> **Texto de origem**:

· · · · ·

Uma das votações mais polêmicas na Câmara Legislativa do Distrito Federal, o Projeto de Lei n; 445/2015, que altera os limites de decibéis da Lei do Silêncio, só deve ir a plenário no fim de outubro. Essa é a expectativa do autor da proposta, deputado Ricardo Vale (PT), que aguarda o melhor momento para colocar o PL em votação. Inicialmente prevista para ocorrer em 30 de agosto, ela foi adiada por dois motivos: a espera da resposta do Grupo de Trabalho formado por órgãos do GDF para discutir o assunto e a crise política que atingiu a cúpula do Legislativo. Enquanto isso, músicos e donos de bares e restaurantes reclamam da falta de emprego e do fechamento de estabelecimentos no DF. Amanhã, músicos e produtores culturais fazem uma manifestação, a partir das 13h, em frente ao Supremo Tribunal Federal (STF). Entre as reivindicações, está a readequação dos níveis de decibéis e a votação da ADPF 183 (Arguição de Descumprimento de Preceito Fundamental), que trata da fiscalização da profissão.
A legislação atual determina que o volume em área mista com vocação comercial seja de, no máximo, 65 decibéis em ambientes externos, durante o dia, e de 55 decibéis, à noite. O PL propõe alteração para 75dB e 70dB, respectivamente. Do início do ano até 31 de agosto, o Instituto Brasília Ambiental (Ibram) recebeu 2.502 denúncias e realizou 346 autuações por poluição sonora. Em 2015, foram 2.060 queixas e 392 atuações. Do total, 314 estabelecimentos receberam advertência, 64 acabaram multados, 11 interditados parcialmente e três totalmente. Os valores variam de R$ 2 mil a R$ 20 mil.

· · · · ·

> **Linhas de dados**:
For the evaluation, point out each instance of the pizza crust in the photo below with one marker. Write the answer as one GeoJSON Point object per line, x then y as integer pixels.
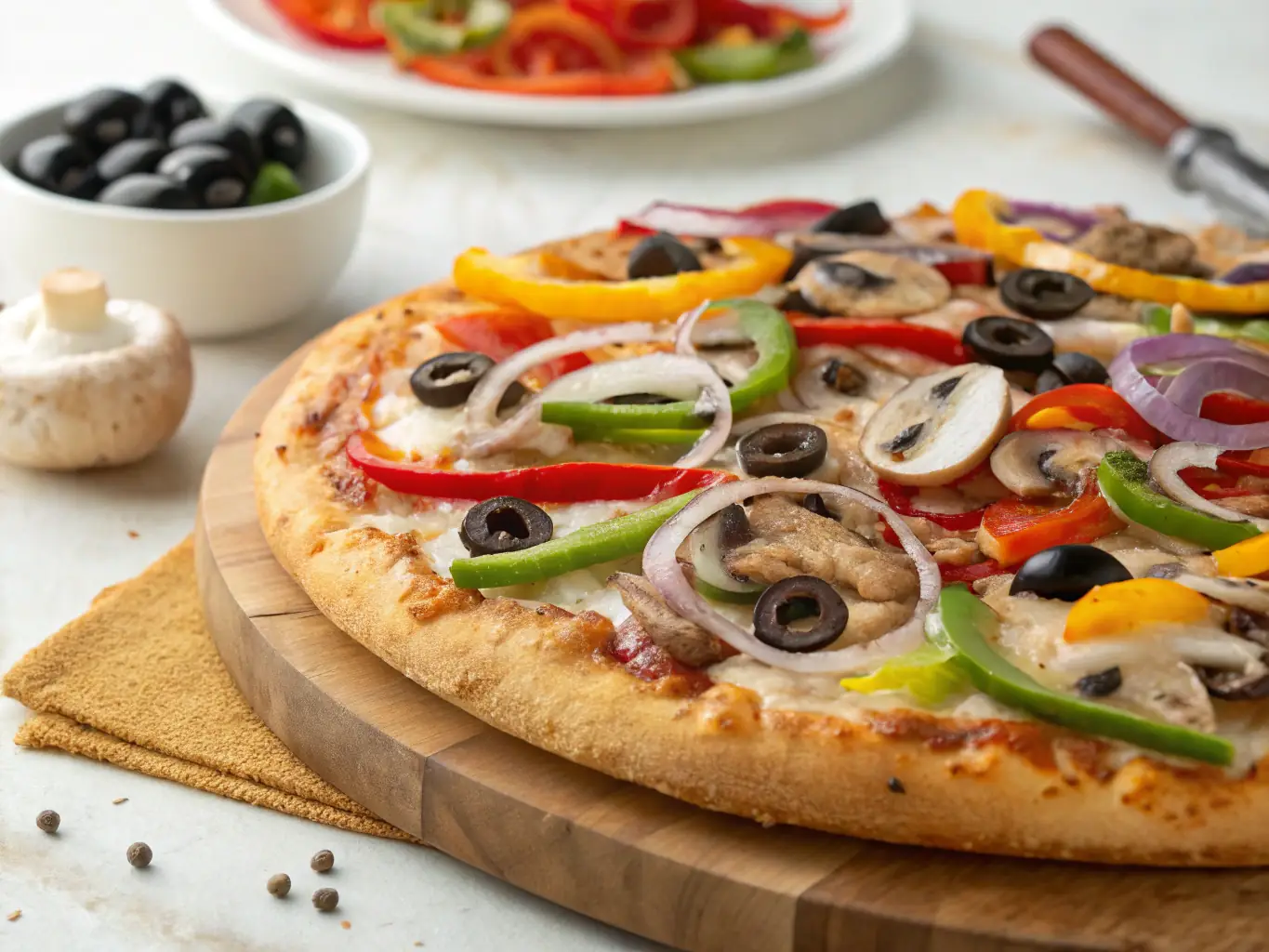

· · · · ·

> **O que se pede**:
Transcreva, do texto sobre a Lei do Silêncio, todo o trecho que vai de "A legislação atual" até "a R$ 20 mil.".

> **Resposta da tarefa**:
A legislação atual determina que o volume em área mista com vocação comercial seja de, no máximo, 65 decibéis em ambientes externos, durante o dia, e de 55 decibéis, à noite. O PL propõe alteração para 75dB e 70dB, respectivamente. Do início do ano até 31 de agosto, o Instituto Brasília Ambiental (Ibram) recebeu 2.502 denúncias e realizou 346 autuações por poluição sonora. Em 2015, foram 2.060 queixas e 392 atuações. Do total, 314 estabelecimentos receberam advertência, 64 acabaram multados, 11 interditados parcialmente e três totalmente. Os valores variam de R$ 2 mil a R$ 20 mil.